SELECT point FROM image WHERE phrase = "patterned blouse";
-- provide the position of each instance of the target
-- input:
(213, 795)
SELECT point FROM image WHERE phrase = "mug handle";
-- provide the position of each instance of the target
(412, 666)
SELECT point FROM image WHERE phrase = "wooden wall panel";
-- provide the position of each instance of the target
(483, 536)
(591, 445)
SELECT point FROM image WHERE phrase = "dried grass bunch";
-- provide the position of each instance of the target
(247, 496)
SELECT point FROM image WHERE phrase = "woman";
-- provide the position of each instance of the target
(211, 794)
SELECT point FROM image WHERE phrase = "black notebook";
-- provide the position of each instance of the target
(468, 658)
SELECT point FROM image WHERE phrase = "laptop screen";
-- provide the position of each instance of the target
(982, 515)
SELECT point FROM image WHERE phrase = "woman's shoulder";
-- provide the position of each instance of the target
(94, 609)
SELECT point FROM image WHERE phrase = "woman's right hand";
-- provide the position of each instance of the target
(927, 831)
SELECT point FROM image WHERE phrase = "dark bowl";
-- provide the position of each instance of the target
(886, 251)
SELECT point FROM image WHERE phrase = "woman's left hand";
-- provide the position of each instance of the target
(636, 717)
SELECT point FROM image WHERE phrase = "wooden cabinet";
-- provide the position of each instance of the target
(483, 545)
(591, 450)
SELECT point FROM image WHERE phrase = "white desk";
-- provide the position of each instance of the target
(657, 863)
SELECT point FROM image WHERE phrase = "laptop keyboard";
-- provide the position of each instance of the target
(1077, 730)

○ ○ ○ ○ ○ ○ ○

* Doel
Geef alle regels van de vermeldingen hierboven weer als Markdown-tabel met de kolommen Nr. en Regel, met het volgnummer en de regel in elke rij. Laat lege regels weg.

* Juiste antwoord
| Nr. | Regel |
|---|---|
| 1 | SELECT point FROM image WHERE phrase = "patterned blouse"; |
| 2 | -- provide the position of each instance of the target |
| 3 | -- input: |
| 4 | (213, 795) |
| 5 | SELECT point FROM image WHERE phrase = "mug handle"; |
| 6 | -- provide the position of each instance of the target |
| 7 | (412, 666) |
| 8 | SELECT point FROM image WHERE phrase = "wooden wall panel"; |
| 9 | -- provide the position of each instance of the target |
| 10 | (483, 536) |
| 11 | (591, 445) |
| 12 | SELECT point FROM image WHERE phrase = "dried grass bunch"; |
| 13 | -- provide the position of each instance of the target |
| 14 | (247, 496) |
| 15 | SELECT point FROM image WHERE phrase = "woman"; |
| 16 | -- provide the position of each instance of the target |
| 17 | (211, 794) |
| 18 | SELECT point FROM image WHERE phrase = "black notebook"; |
| 19 | -- provide the position of each instance of the target |
| 20 | (468, 658) |
| 21 | SELECT point FROM image WHERE phrase = "laptop screen"; |
| 22 | -- provide the position of each instance of the target |
| 23 | (982, 515) |
| 24 | SELECT point FROM image WHERE phrase = "woman's shoulder"; |
| 25 | -- provide the position of each instance of the target |
| 26 | (94, 609) |
| 27 | SELECT point FROM image WHERE phrase = "woman's right hand"; |
| 28 | -- provide the position of each instance of the target |
| 29 | (927, 831) |
| 30 | SELECT point FROM image WHERE phrase = "dark bowl"; |
| 31 | -- provide the position of each instance of the target |
| 32 | (886, 251) |
| 33 | SELECT point FROM image WHERE phrase = "woman's left hand"; |
| 34 | -- provide the position of each instance of the target |
| 35 | (636, 717) |
| 36 | SELECT point FROM image WHERE phrase = "wooden cabinet"; |
| 37 | -- provide the position of each instance of the target |
| 38 | (483, 545) |
| 39 | (591, 450) |
| 40 | SELECT point FROM image WHERE phrase = "white desk"; |
| 41 | -- provide the position of each instance of the target |
| 42 | (657, 863) |
| 43 | SELECT point FROM image WHERE phrase = "laptop keyboard"; |
| 44 | -- provide the position of each instance of the target |
| 45 | (1077, 730) |